=== Study text ===
━━━━━━━━━━━━━━━━━━━━

* Payout fears sparked by profit warning after weak Q2
* GSK seen avoiding cut but dividend may flatline - analysts
* Drugmaker says dividend "remains our priority"
By Ben Hirschler
LONDON, July 29 GlaxoSmithKline's fat
dividend is under strain but Britain's biggest drugmaker is
likely to scrape by without cutting payouts as it seeks to
compensate investors during a bumpy reshaping of the company.
Worries about GSK's dividend, which offers a sector-beating
yield of 5.5 percent, have mounted since last week when it
warned on 2014 profits and confirmed plans to sell several
profitable older drugs.
Industry analysts, however, believe GSK's current dividend
is safe for now, although its policy of growing payouts year by
year is in doubt.
GSK's dividend is already equivalent to approximately 80
percent of earnings and that figure could climb to about 90
percent once it divests older drugs with annual sales of around
1 billion pounds ($1.7 billion).
Ditching these so-called established products makes
long-term sense, since their sales are declining, but they
remain extremely profitable, with first-half operating margins
of 58.7 percent against 26.3 percent for the group as a whole.
As a result, the sale will inevitably dilute earnings per
share, tightening dividend cover further. Just how stretched
things will get is now a key focus for shareholders.
While GSK announced a 6 percent increase in the dividend for
the first half of 2014, consensus forecasts suggest growth will
moderate in the second half, giving a full-year dividend of 80.8
pence from 78p in 2013, according to Thomson Reuters data.
GSK has already cut its buyback programme as a result of the
dividend becoming more difficult to pay and four separate
research notes on Tuesday highlighted the looming squeeze.

━━━━━━━━━━━━━━━━━━━━

=== Exercise set ===
A: In the article on GSK's dividend, what were the first-half operating margins of the established products?
B: State whether each statement agrees with the article on GSK's dividend, answering yes or no and quoting the deciding words: (i) GSK's dividend offers a yield of 5.5 percent. (ii) GSK has expanded its buyback programme. (iii) The older drugs GSK plans to divest have annual sales of around 1 billion pounds.
The listing that follows has no connection to the article on GSK's dividend.

━━━━━━━━━━━━━━━━━━━━

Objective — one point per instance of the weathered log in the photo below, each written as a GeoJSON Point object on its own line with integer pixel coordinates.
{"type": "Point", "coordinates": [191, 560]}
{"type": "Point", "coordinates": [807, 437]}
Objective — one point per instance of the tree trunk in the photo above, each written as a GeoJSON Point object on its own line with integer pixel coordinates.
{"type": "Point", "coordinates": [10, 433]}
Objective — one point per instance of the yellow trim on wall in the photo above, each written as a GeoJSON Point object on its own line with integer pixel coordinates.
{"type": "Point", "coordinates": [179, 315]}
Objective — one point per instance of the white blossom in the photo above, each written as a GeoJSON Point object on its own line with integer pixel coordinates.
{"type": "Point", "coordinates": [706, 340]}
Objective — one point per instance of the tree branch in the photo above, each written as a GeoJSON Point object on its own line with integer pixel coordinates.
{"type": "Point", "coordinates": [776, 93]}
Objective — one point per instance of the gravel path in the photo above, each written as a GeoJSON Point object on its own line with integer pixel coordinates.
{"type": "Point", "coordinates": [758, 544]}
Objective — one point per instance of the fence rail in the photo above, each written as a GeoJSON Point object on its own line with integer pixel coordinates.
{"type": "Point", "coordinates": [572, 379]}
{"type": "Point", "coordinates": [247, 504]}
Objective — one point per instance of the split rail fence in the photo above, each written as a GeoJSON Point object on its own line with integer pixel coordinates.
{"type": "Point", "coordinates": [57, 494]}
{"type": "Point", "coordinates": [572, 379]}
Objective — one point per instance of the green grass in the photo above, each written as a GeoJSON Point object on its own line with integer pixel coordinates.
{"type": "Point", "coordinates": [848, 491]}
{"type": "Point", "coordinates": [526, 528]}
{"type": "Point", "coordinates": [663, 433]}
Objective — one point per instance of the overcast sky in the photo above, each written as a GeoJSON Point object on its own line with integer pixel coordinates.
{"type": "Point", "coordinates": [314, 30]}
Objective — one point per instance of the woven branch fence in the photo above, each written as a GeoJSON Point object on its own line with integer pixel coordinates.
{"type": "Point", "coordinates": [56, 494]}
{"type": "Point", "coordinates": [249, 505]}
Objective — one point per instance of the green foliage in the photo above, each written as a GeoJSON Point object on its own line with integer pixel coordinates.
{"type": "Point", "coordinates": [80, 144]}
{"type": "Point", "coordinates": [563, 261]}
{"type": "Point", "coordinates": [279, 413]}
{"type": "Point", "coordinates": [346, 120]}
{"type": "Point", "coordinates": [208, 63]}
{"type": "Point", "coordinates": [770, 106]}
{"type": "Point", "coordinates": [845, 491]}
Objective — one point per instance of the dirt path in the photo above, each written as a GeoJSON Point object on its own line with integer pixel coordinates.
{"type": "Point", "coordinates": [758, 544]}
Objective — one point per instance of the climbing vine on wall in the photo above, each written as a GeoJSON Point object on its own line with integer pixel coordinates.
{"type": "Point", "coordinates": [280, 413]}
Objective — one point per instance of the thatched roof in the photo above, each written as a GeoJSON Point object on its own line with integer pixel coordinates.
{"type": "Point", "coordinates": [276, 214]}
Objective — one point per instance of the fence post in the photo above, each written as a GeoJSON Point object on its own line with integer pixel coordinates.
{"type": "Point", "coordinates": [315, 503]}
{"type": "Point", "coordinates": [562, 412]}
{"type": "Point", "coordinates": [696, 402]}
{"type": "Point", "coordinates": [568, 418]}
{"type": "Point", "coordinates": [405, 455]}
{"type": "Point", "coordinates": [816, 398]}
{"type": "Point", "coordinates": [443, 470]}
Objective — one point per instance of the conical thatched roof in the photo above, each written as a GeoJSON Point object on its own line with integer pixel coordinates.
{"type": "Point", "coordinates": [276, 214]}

━━━━━━━━━━━━━━━━━━━━

=== Results ===
A: 58.7 percent

B:
(i) Yes: "offers a sector-beating yield of 5.5 percent"
(ii) No: "GSK has already cut its buyback programme"
(iii) Yes: "annual sales of around 1 billion pounds"